[Extracted rows]
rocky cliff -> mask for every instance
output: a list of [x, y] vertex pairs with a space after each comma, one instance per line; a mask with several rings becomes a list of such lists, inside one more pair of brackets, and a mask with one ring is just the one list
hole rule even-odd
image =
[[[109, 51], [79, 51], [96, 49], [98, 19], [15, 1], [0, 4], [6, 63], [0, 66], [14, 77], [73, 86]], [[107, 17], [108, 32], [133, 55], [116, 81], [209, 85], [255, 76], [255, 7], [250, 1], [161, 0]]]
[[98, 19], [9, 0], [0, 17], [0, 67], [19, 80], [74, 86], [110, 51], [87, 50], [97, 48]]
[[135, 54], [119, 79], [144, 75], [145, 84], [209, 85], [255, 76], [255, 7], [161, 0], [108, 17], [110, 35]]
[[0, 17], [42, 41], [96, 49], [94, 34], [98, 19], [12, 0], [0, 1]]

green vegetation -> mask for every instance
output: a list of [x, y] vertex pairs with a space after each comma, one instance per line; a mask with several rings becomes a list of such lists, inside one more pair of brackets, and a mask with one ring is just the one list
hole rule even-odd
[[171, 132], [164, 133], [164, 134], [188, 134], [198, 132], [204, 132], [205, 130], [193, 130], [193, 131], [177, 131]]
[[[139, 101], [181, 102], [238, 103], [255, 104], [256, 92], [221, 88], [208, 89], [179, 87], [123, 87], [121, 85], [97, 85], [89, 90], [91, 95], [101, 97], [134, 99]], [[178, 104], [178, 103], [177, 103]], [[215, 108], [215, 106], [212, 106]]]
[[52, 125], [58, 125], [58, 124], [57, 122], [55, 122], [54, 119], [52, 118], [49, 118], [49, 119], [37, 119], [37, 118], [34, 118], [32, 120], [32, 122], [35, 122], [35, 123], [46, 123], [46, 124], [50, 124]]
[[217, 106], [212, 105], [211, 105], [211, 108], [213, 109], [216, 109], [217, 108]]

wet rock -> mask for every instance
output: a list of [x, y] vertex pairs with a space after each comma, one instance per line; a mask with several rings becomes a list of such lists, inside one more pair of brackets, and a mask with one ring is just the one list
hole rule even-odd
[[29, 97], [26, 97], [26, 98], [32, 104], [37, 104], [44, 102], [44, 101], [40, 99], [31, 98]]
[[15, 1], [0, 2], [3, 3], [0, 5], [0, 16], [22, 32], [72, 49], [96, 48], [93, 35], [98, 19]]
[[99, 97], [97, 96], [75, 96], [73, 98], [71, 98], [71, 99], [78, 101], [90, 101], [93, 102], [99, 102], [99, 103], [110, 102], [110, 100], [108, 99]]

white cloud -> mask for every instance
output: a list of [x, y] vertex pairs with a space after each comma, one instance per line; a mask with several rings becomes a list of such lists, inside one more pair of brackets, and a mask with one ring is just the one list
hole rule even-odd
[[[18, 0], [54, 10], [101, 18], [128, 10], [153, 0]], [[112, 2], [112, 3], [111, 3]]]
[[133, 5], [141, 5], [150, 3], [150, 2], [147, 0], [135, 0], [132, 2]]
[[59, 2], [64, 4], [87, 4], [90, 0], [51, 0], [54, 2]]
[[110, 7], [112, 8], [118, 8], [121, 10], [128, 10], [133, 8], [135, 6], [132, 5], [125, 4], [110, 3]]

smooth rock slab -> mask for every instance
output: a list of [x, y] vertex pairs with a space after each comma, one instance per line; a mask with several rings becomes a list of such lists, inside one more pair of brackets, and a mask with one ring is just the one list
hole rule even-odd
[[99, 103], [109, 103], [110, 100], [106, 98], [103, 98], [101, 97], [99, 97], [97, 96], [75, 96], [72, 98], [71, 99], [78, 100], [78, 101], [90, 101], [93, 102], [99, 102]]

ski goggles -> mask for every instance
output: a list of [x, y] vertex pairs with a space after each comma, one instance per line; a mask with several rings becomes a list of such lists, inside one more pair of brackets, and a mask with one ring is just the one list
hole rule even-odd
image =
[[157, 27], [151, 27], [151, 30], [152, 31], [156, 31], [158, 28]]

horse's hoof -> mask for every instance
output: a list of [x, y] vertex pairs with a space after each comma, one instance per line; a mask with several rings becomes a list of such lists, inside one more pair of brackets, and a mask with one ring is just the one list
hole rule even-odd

= Written exercise =
Copy every one of these rows word for word.

= Exercise solution =
rocky cliff -> mask for every instance
output: a list of [x, y] vertex pairs with a space after each comma, one instance per line; a mask with several rings becomes a list of such lists, inside one more pair of brackets, and a mask with one ring is just the one list
hole rule even-odd
image =
[[[109, 51], [79, 51], [96, 49], [98, 19], [15, 1], [0, 4], [6, 63], [0, 66], [14, 77], [73, 86]], [[107, 17], [108, 32], [133, 55], [116, 81], [209, 85], [255, 76], [255, 7], [250, 1], [161, 0]]]
[[98, 19], [9, 0], [0, 17], [0, 67], [19, 80], [74, 86], [110, 51], [87, 50], [97, 48]]
[[135, 54], [119, 79], [144, 75], [145, 84], [209, 85], [255, 76], [255, 7], [161, 0], [108, 17], [110, 35]]
[[0, 17], [42, 41], [96, 49], [94, 34], [98, 19], [12, 0], [0, 1]]

green vegetation -> mask for every instance
output: a list of [x, y] vertex pairs with a space after each comma, one instance per line; a mask with several rings becomes a list of such lists, inside one more pair of brackets, and a mask with one ring is just the one list
hole rule even-odd
[[171, 132], [164, 133], [164, 134], [188, 134], [198, 132], [204, 132], [205, 130], [193, 130], [193, 131], [177, 131]]
[[[139, 101], [181, 102], [238, 103], [255, 104], [256, 92], [221, 88], [208, 89], [179, 87], [123, 87], [121, 85], [97, 85], [89, 90], [91, 95], [101, 97], [134, 99]], [[178, 104], [178, 103], [177, 103]], [[215, 108], [215, 106], [212, 106]]]
[[52, 125], [58, 125], [58, 124], [57, 122], [55, 122], [54, 119], [52, 118], [49, 118], [49, 119], [37, 119], [37, 118], [34, 118], [32, 120], [32, 122], [35, 122], [35, 123], [46, 123], [46, 124], [50, 124]]
[[217, 106], [212, 105], [211, 105], [211, 108], [213, 109], [216, 109], [217, 108]]

wet rock -> mask for every instance
output: a list of [x, y] vertex pairs with a space after each comma, one instance per line; a mask with several rings becomes a list of such lists, inside one more pair of brackets, and a mask with one ring is just the one list
hole rule even-odd
[[29, 97], [26, 97], [26, 98], [32, 104], [37, 104], [44, 102], [44, 101], [40, 99], [31, 98]]
[[15, 1], [0, 2], [3, 3], [0, 5], [0, 16], [22, 32], [72, 49], [96, 48], [93, 35], [98, 19]]
[[99, 97], [97, 96], [75, 96], [73, 98], [71, 98], [71, 99], [78, 101], [90, 101], [93, 102], [99, 102], [99, 103], [110, 102], [110, 100], [108, 99]]

white cloud -> mask for every instance
output: a list of [x, y] vertex pairs with a space after each comma, one instance per line; a mask with several rings becomes a list of such lists, inside one more pair of brackets, and a mask with one ring is just the one list
hole rule even-odd
[[[18, 0], [54, 10], [101, 18], [128, 10], [153, 0]], [[112, 2], [112, 3], [111, 3]]]
[[133, 5], [141, 5], [150, 3], [150, 2], [147, 0], [135, 0], [132, 2]]
[[59, 2], [64, 4], [87, 4], [90, 0], [51, 0], [54, 2]]
[[110, 7], [112, 8], [118, 8], [121, 10], [128, 10], [133, 8], [135, 6], [132, 5], [125, 4], [110, 3]]

smooth rock slab -> mask for every instance
output: a list of [x, y] vertex pairs with a space after each comma, one instance per line; a mask with several rings becomes a list of such lists, inside one more pair of brackets, and a mask with one ring is just the one list
hole rule even-odd
[[99, 103], [109, 103], [110, 100], [106, 98], [103, 98], [101, 97], [99, 97], [97, 96], [75, 96], [72, 98], [71, 99], [78, 100], [78, 101], [90, 101], [93, 102], [99, 102]]

ski goggles -> mask for every instance
output: a list of [x, y] vertex pairs with a space after each comma, one instance per line; a mask with several rings becomes a list of such lists, inside one more pair of brackets, and a mask with one ring is just the one list
hole rule even-odd
image =
[[157, 27], [151, 27], [151, 30], [152, 31], [156, 31], [158, 28]]

horse's hoof -> mask for every instance
output: a list of [x, y] vertex pairs with a space after each comma, one instance per line; a mask with several rings becomes a list of such lists, inside one more pair of brackets, and a mask with one ring is just the one list
hole rule even-odd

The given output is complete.